Given problem » Return every line of the material below without any changes.

[Dataset excerpt]
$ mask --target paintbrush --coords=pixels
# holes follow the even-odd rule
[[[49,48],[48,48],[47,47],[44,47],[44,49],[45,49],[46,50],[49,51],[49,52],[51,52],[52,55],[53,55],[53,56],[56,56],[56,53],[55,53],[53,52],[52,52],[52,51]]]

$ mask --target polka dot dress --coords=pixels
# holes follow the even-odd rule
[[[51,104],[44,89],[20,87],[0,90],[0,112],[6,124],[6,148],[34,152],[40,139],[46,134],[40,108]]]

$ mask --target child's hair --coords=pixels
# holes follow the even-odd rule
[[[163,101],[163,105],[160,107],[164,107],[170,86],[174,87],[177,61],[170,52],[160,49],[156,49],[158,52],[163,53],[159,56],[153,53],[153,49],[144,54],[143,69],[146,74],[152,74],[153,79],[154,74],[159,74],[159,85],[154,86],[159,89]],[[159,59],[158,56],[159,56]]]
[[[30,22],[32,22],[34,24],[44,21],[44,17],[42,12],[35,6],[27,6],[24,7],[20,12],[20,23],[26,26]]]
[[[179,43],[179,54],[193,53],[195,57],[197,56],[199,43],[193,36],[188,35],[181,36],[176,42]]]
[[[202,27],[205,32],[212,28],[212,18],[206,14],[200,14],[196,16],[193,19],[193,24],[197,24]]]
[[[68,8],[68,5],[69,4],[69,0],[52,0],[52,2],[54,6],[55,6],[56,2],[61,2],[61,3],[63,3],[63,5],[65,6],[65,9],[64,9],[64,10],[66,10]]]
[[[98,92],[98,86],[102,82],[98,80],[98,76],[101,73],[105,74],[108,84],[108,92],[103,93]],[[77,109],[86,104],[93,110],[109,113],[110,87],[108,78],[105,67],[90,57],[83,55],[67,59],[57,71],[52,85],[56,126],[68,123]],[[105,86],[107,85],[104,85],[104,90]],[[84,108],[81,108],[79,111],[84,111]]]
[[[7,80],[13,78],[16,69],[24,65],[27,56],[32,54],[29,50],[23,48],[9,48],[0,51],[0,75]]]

Solution to this problem »
$ mask --target paintbrush --coords=pixels
# holes follow the even-odd rule
[[[49,48],[48,48],[47,47],[44,47],[44,49],[45,49],[46,50],[49,51],[49,52],[51,52],[52,55],[53,55],[53,56],[56,56],[56,53],[55,53],[53,52],[52,52],[52,51]]]

$ mask --target polka dot dress --coords=pixels
# holes follow the even-odd rule
[[[51,104],[44,89],[20,87],[0,90],[0,112],[6,124],[6,148],[34,152],[40,139],[46,134],[40,108]]]

$ mask --target child's hair --coords=pixels
# holes follow the even-odd rule
[[[163,101],[163,105],[160,107],[164,107],[170,86],[174,87],[177,61],[170,52],[160,49],[156,49],[158,52],[163,53],[159,56],[153,53],[153,49],[144,54],[143,69],[146,74],[152,74],[153,79],[154,74],[159,74],[159,85],[154,86],[159,89]],[[159,59],[158,56],[159,56]]]
[[[30,22],[32,22],[34,24],[44,21],[44,17],[42,12],[35,6],[27,6],[24,7],[20,12],[20,23],[26,26]]]
[[[179,43],[179,54],[193,53],[195,57],[197,56],[199,43],[193,36],[188,35],[181,36],[176,42]]]
[[[202,27],[205,32],[212,28],[212,18],[206,14],[200,14],[196,16],[193,19],[193,24],[197,24]]]
[[[68,8],[68,5],[69,4],[69,0],[52,0],[52,2],[54,6],[55,6],[56,2],[61,2],[61,3],[63,3],[63,5],[65,6],[65,9],[64,9],[64,10],[66,10]]]
[[[98,92],[98,86],[102,82],[98,80],[98,76],[101,73],[105,74],[108,84],[108,92],[103,93]],[[77,109],[86,104],[93,110],[109,113],[110,87],[108,78],[105,67],[90,57],[83,55],[67,59],[57,71],[52,85],[56,126],[68,123]],[[105,86],[107,85],[104,85],[104,90]],[[84,108],[81,108],[79,111],[84,111]]]
[[[7,80],[13,78],[16,69],[24,65],[27,56],[32,54],[29,50],[23,48],[9,48],[0,51],[0,75]]]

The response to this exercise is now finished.